> [READING TEXT]

That theft is perpetrated in several ways. The most common, according to María Martínez Sánchez, an attorney at NMCLP, is for the contratista or the farmer to falsify workers’ daily wage receipts. State and federal labor laws mandate that workers must earn at least minimum wage, even when being paid piece rate. But, Martínez Sánchez explains, if a worker doesn’t fill enough buckets to earn minimum wage, the contratista or the farmer will doctor the hours so it looks as if a worker did—a practice called “shorting hours.”
The workers I spoke with interacted exclusively with contratistas, and it is unclear to what extent farmers were involved in pay decisions. None of the half-dozen contratistas and farmers I reached out to were willing to share details. But Jim Knoepp, deputy legal director of the Southern Poverty Law Center, explains that farmers are considered joint employers and so should be held accountable for infractions by the contratista.
For several days, I tracked the wages of 16 workers living at the Sin Fronteras shelter. When they had receipts— handwritten on forms issued by the contratista—the receipts almost always showed an hourly rate that exceeded both federal and state minimum wages. On paper, wages ranged as high as $14.72 an hour. However, when I did the math using the actual number of hours the workers reported, their true hourly rates ranged from $3.97 to $12.92. Two-thirds of the time, they didn’t earn the state minimum wage of $7.50.
Take César Rivera (not his real name), a slight man of 72 from Coahuila, Mexico, who walks with the stoop of someone who has worked the fields most of his life. On September 30, Rivera told me he’d worked for seven hours, yet his receipt for the day said he’d worked four. That was the difference between a supposed wage of $8.50 an hour and a real hourly wage of $4.86 an hour. During five separate trips to the fields, I confirmed firsthand that workers like Rivera often worked more hours than were recorded on their receipts.
Even when hours aren’t shorted, workers are rarely paid for the entire workday. As was the case with Lopez, workers are routinely forced to wait in the fields, off the clock. And that’s illegal, says Sarah Rich, an attorney at Texas Rio Grande Legal Aid. “There’s a [federal] law called the ‘Portal-to-Portal Act,’ ” Rich explains. “Once they get to the farm and they’re being told to wait, then they’re basically there for the employer’s benefit,” and the law says they should get paid for that time. Yet the NMCLP survey found that 95 percent of workers had never been paid for the time they spent waiting for work to begin. And, according to Martínez Sánchez, the NMCLP attorney, the Portal-to-Portal Act also entitles workers to compensation for time spent waiting to be paid. When I took into account wait times in the field, the workers I tracked received less than minimum wage three-quarters of the time, and hourly rates dropped as low as $3.78.

> [DATA EXTRACT]
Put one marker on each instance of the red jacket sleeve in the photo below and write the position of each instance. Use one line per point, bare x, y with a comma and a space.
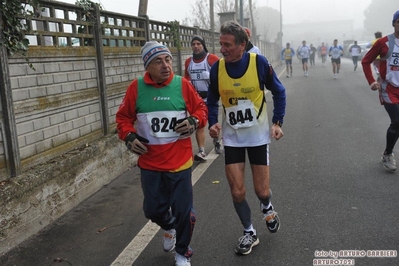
126, 114
379, 48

> [PROBLEM SET]
A) Repeat the passage on farmworker wages word for word, beginning at "Take César Rivera" and stopping after "on their receipts.".
B) Translate this sentence from the farmworker wage passage into Spanish: "Even when hours aren’t shorted, workers are rarely paid for the entire workday."
C) In the farmworker wage passage, what share of workers in the NMCLP survey had never been paid for time spent waiting for work to begin?

> [OUTPUTS IN ORDER]
A)
Take César Rivera (not his real name), a slight man of 72 from Coahuila, Mexico, who walks with the stoop of someone who has worked the fields most of his life. On September 30, Rivera told me he’d worked for seven hours, yet his receipt for the day said he’d worked four. That was the difference between a supposed wage of $8.50 an hour and a real hourly wage of $4.86 an hour. During five separate trips to the fields, I confirmed firsthand that workers like Rivera often worked more hours than were recorded on their receipts.

B) Incluso cuando no se recortan las horas, a los trabajadores rara vez se les paga la jornada laboral completa.

C) 95 percent